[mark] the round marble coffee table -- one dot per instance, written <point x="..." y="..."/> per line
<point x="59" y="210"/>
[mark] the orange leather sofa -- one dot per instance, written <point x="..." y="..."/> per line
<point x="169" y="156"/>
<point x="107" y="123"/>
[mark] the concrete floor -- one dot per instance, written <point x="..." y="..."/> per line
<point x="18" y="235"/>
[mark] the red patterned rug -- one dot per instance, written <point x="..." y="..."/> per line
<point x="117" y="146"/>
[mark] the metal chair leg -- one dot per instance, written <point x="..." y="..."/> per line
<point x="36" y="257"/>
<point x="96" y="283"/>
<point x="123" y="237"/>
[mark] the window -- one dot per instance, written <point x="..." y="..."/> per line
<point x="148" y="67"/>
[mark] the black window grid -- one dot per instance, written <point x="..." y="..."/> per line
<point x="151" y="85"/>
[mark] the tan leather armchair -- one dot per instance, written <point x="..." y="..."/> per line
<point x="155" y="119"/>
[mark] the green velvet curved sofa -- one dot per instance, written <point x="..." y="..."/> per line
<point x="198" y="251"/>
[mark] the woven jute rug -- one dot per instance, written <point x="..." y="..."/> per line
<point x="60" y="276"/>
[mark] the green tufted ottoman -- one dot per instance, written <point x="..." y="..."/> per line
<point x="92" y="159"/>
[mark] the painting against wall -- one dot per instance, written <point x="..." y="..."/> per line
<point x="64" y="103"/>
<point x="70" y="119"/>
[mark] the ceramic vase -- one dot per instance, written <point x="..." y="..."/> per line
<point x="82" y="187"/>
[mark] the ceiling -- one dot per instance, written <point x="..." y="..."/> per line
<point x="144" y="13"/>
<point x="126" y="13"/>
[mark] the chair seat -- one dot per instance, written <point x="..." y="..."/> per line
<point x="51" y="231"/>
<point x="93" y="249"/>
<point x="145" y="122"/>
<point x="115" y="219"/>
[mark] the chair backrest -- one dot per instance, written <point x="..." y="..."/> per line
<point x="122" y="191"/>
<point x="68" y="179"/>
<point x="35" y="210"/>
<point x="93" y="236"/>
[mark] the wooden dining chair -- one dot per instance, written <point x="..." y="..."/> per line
------------------------------------------------------------
[What the task requires] Restate every record word for word.

[Response to the task]
[mark] the round marble coffee table -- one dot per instance, written <point x="..." y="..."/> per line
<point x="59" y="210"/>
[mark] the orange leather sofa -- one dot per instance, written <point x="..." y="..."/> per line
<point x="169" y="156"/>
<point x="107" y="123"/>
[mark] the concrete floor -- one dot per instance, written <point x="..." y="..."/> per line
<point x="18" y="235"/>
[mark] the red patterned rug -- one dot per instance, written <point x="..." y="..."/> per line
<point x="117" y="146"/>
[mark] the metal chair leg -- one dot per instance, written <point x="..." y="..."/> per line
<point x="36" y="257"/>
<point x="96" y="283"/>
<point x="123" y="237"/>
[mark] the window -- one dot per instance, written <point x="..." y="..."/> per line
<point x="148" y="67"/>
[mark] the black window grid -- one dot per instance, written <point x="..." y="..."/> per line
<point x="151" y="85"/>
[mark] the tan leather armchair -- one dot per instance, written <point x="..." y="..."/> per line
<point x="155" y="119"/>
[mark] the green velvet curved sofa -- one dot per instance, written <point x="..." y="..."/> per line
<point x="198" y="251"/>
[mark] the woven jute rug -- one dot per instance, written <point x="..." y="..."/> per line
<point x="60" y="276"/>
[mark] the green tufted ottoman -- one dot per instance, written <point x="..." y="..."/> per line
<point x="92" y="159"/>
[mark] the painting against wall -- one dot per instance, written <point x="..." y="..."/> per line
<point x="64" y="103"/>
<point x="70" y="119"/>
[mark] the ceramic vase -- one dot per instance, written <point x="..." y="..."/> per line
<point x="82" y="187"/>
[mark] the ceiling -- one dot per instance, written <point x="..." y="..."/> per line
<point x="144" y="13"/>
<point x="126" y="13"/>
[mark] the chair seat -- one dot per instance, written <point x="..." y="..."/> per line
<point x="51" y="231"/>
<point x="93" y="249"/>
<point x="145" y="122"/>
<point x="115" y="219"/>
[mark] the chair backrest -- one dot per instance, written <point x="..." y="..."/> per line
<point x="122" y="191"/>
<point x="68" y="179"/>
<point x="35" y="210"/>
<point x="93" y="236"/>
[mark] the wooden dining chair -- one dot per instance, written <point x="..." y="..."/> per line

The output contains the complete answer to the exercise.